[Saved entries]
────

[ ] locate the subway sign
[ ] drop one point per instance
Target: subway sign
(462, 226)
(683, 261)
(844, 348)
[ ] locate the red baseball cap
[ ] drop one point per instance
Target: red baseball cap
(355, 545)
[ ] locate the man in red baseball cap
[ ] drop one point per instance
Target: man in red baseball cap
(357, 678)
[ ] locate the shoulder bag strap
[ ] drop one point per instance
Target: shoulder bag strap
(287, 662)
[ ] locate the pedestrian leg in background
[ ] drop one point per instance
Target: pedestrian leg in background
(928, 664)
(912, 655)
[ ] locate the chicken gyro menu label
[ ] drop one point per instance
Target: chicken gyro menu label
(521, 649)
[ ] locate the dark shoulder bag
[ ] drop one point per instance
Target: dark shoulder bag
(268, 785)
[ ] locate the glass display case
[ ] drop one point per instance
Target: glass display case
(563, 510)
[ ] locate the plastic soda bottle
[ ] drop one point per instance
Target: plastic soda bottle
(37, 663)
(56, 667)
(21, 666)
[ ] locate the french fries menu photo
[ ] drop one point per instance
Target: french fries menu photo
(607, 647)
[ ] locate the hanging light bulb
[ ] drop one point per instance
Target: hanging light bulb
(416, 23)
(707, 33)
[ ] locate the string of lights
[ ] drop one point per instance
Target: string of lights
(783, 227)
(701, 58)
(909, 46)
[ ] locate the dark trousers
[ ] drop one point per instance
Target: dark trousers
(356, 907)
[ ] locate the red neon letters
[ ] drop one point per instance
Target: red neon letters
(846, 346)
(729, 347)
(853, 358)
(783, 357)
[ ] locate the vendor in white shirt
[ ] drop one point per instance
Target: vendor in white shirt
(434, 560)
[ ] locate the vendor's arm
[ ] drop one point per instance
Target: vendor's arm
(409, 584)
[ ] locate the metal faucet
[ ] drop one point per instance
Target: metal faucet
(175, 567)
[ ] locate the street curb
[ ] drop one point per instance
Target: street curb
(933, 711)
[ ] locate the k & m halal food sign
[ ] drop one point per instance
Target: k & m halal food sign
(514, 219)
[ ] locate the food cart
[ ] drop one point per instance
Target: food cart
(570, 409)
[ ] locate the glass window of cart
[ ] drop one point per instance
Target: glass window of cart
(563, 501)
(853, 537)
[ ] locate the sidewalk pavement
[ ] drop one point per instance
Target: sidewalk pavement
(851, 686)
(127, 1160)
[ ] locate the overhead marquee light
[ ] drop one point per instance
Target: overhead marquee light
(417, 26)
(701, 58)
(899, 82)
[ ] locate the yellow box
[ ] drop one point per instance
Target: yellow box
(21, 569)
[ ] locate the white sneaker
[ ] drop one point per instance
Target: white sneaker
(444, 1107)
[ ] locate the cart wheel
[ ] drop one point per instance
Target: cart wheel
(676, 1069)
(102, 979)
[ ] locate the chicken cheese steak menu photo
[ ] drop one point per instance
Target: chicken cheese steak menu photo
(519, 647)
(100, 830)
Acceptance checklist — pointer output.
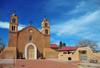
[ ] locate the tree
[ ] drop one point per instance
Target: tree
(62, 44)
(87, 43)
(2, 44)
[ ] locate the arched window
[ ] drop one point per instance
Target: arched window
(30, 38)
(46, 24)
(46, 31)
(13, 20)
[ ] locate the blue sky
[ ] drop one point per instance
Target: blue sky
(70, 20)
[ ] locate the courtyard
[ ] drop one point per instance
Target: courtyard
(45, 63)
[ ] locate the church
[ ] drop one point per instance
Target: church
(30, 41)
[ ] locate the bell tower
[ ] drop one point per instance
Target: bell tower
(45, 26)
(13, 23)
(13, 28)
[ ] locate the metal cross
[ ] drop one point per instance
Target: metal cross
(14, 11)
(31, 23)
(44, 16)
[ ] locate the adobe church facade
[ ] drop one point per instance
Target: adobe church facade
(30, 41)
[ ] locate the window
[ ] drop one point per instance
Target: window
(13, 28)
(30, 38)
(46, 31)
(83, 52)
(13, 20)
(64, 52)
(46, 24)
(69, 58)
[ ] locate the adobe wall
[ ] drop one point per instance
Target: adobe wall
(50, 53)
(9, 53)
(38, 39)
(76, 56)
(12, 39)
(46, 41)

────

Apart from the pictures, repeat every entry exactly.

ANSWER AREA:
[ ] locate the subway sign
[ ] drop one point per instance
Target: subway sign
(462, 226)
(683, 261)
(844, 348)
[ ] locate the red baseball cap
[ ] drop one point per instance
Target: red baseball cap
(355, 545)
[ ] locate the man in red baseball cap
[ ] drop one point per instance
Target: man in red baseball cap
(357, 678)
[ ] locate the shoulder bag strap
[ ] drop one point per instance
Target: shoulder bag strap
(287, 662)
[ ] locate the pedestrian leg in background
[ ] drop one point per instance
Target: pedestrian leg in background
(928, 664)
(912, 655)
[ ] locate the chicken gyro menu label
[ ] drop one point per instance
Target: chicken gyro menu label
(521, 649)
[ ] locate the dark shoulder bag
[ ] drop one point per instance
Target: dark shoulder bag
(268, 785)
[ ] locate the glass display case
[ ] drop one point per instance
Target: glass display case
(563, 510)
[ ] locate the plastic soda bottle
[ ] drop one point per instance
Target: plastic soda bottle
(37, 663)
(56, 667)
(21, 666)
[ ] locate the french fries menu photo
[ ] drop one point per instance
Target: french fries menu photo
(607, 647)
[ ] locate the hanging light bulb
[ ] drop one point per instance
Target: hanging light bulb
(416, 23)
(707, 33)
[ ] locate the string of lights
[ ] drop one point per instance
Target: string of lights
(783, 227)
(701, 58)
(909, 46)
[ ] locate the dark trousers
[ ] drop one point per instance
Target: dark trousers
(356, 907)
[ ] locate the red neon letters
[ ] drop one point per instance
Target: red neon letters
(846, 346)
(729, 347)
(853, 358)
(783, 357)
[ ] locate the vendor in white shirt
[ ] drop one point per instance
Target: vendor in white shirt
(434, 560)
[ ] locate the vendor's arm
[ ] drop one point per instance
Target: vendor's arm
(409, 584)
[ ] locate the metal faucet
[ ] drop one point per instance
Target: metal faucet
(175, 567)
[ ] locate the street curb
[ ] drop one point per instance
Target: street curb
(933, 711)
[ ] locate the k & m halal food sign
[ ] drop one point per instance
Target: k & m halal food sign
(514, 219)
[ ] locate the food cart
[ ] drop one point per instance
Target: food cart
(570, 409)
[ ] locate the glass window of cart
[ ] drop one point per instance
Target: glass window of cart
(563, 501)
(853, 537)
[ ] locate the sidewalk pavement
[ ] drop one point per instance
Target: sidewalk pavement
(851, 686)
(127, 1160)
[ ] locate the overhead marquee light
[ ] drop one point per instance
Target: overhead marquee light
(417, 26)
(701, 58)
(899, 82)
[ ] locate the yellow box
[ ] drop one point per instance
Target: yellow box
(21, 569)
[ ] locate the white sneaker
[ ] drop one point per instance
Target: white sneaker
(444, 1107)
[ ] locate the cart wheel
[ ] drop one point per instance
Target: cart wheel
(676, 1069)
(102, 979)
[ ] locate the chicken cheese steak menu photo
[ ] drop one point per instance
Target: chicken cheese steak menu photo
(519, 647)
(100, 830)
Acceptance checklist — pointer output.
[ ] locate the tree
[ ] drop one point per instance
Target: tree
(62, 44)
(87, 43)
(2, 44)
[ ] locate the arched window
[ ] drop one point per instance
Target: arched window
(30, 38)
(46, 24)
(46, 31)
(13, 20)
[ ] locate the blue sky
[ ] drop one point per instance
Target: blue sky
(70, 20)
[ ] locate the courtyard
[ ] drop one point per instance
Target: courtyard
(45, 63)
[ ] locate the church
[ ] drop one point per instance
Target: church
(30, 41)
[ ] locate the bell tower
[ ] drop one point per instance
Target: bell tower
(45, 26)
(13, 23)
(13, 28)
[ ] locate the metal cross
[ ] drop one point per instance
Target: metal cross
(14, 11)
(31, 23)
(44, 16)
[ ] locate the adobe church facade
[ ] drop one point per instance
Target: adobe church facade
(30, 41)
[ ] locate the window
[ ] drop one point per instance
Target: window
(13, 28)
(30, 38)
(46, 31)
(83, 52)
(13, 20)
(64, 52)
(46, 24)
(69, 58)
[ ] locate the adobe wall
[ ] drop one point per instance
Target: adobe wall
(50, 53)
(9, 53)
(38, 39)
(76, 56)
(12, 39)
(46, 41)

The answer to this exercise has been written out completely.